REQUIRED TASK: Only the lines from the one containing "Provide the outline of each instance of the green" through the end of the entries should be repeated, exactly as they appear, first and last included.
--- start EXTRACTED ENTRIES ---
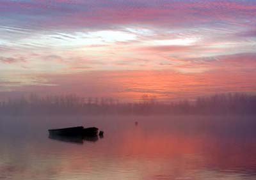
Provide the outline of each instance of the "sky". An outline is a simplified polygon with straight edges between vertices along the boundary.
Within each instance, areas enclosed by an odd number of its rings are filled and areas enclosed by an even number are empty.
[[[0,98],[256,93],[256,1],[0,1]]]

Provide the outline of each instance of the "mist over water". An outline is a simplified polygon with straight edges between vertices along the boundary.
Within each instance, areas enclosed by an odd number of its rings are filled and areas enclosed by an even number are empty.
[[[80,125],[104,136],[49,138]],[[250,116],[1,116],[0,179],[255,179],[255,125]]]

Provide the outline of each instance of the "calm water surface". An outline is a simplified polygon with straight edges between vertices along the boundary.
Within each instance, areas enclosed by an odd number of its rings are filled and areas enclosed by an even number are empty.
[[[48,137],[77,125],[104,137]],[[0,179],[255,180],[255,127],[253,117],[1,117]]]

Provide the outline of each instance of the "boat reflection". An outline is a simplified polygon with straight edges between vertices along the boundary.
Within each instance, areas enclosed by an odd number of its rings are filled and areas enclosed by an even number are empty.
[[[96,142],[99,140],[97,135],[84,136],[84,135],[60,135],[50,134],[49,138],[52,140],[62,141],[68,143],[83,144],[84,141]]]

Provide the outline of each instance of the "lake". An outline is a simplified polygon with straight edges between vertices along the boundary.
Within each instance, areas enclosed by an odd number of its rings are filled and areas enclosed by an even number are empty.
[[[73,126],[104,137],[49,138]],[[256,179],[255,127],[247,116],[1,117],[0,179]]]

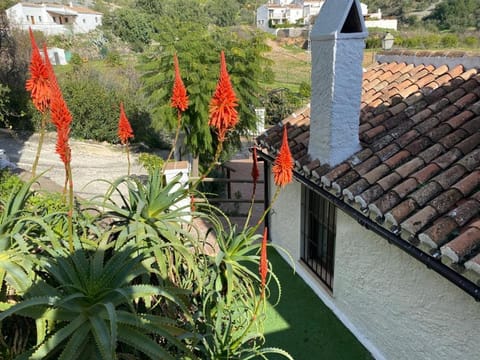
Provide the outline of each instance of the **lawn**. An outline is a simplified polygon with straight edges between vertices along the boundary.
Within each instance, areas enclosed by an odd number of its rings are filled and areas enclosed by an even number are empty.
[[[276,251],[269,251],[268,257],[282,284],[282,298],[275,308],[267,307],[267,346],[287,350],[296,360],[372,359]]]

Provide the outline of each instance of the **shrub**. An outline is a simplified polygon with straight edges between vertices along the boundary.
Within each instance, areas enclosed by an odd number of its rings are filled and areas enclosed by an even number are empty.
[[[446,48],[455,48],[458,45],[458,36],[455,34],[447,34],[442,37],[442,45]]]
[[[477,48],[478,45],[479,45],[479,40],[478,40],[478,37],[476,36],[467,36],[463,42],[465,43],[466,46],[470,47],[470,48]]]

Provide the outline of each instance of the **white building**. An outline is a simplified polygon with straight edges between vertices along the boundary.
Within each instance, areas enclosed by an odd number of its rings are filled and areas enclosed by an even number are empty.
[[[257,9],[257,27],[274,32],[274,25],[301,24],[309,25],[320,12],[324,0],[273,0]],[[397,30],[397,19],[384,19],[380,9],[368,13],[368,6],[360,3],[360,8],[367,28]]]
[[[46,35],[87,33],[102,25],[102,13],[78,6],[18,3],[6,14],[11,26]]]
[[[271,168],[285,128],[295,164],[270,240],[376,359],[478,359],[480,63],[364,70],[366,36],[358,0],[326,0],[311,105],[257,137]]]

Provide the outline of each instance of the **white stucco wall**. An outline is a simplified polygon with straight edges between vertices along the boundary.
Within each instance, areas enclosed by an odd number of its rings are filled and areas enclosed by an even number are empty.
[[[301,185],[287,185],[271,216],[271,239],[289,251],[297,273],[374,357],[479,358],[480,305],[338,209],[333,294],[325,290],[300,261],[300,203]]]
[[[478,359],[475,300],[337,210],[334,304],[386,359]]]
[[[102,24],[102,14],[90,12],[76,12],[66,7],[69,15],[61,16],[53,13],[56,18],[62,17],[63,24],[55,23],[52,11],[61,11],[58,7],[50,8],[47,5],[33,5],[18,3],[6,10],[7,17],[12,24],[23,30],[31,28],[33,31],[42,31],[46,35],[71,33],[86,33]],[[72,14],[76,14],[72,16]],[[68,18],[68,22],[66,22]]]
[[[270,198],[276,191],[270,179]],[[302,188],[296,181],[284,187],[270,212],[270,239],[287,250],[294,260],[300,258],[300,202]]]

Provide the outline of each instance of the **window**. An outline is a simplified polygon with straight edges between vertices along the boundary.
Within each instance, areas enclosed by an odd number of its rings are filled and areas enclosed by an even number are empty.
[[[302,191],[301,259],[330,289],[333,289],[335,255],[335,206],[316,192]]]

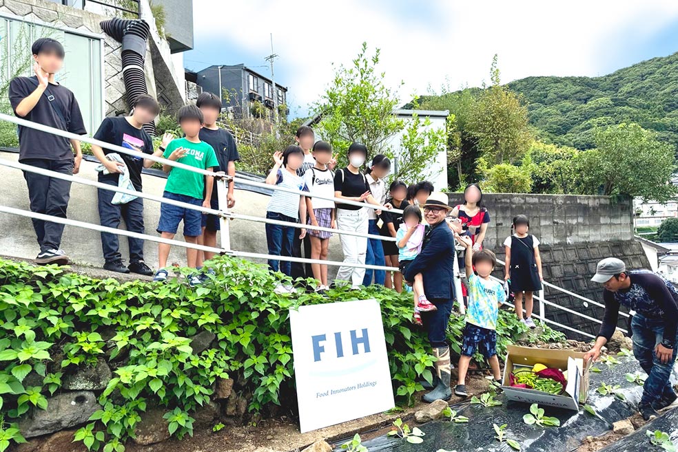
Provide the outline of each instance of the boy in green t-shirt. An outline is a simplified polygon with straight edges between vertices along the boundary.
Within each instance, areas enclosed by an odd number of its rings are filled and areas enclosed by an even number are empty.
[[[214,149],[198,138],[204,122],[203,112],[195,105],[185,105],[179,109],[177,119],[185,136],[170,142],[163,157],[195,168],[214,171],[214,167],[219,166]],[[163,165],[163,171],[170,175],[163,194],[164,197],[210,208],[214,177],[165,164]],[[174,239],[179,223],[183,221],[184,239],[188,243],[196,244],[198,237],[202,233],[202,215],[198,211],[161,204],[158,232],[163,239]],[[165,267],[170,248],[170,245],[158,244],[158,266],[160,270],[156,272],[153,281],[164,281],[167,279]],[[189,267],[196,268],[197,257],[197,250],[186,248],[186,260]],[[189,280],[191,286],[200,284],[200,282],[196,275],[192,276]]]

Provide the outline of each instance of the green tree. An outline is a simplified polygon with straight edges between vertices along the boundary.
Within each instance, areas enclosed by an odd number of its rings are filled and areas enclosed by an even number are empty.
--- end EXTRACTED ENTRIES ---
RESULT OF THIS TASK:
Provide the outline of each instance of the green tree. An outline is a simplified polygon with straight edges between vertices along the boundary.
Within each instance, areas enclosed by an odd number of its rings are filled and areas enclosed by an even number are empty.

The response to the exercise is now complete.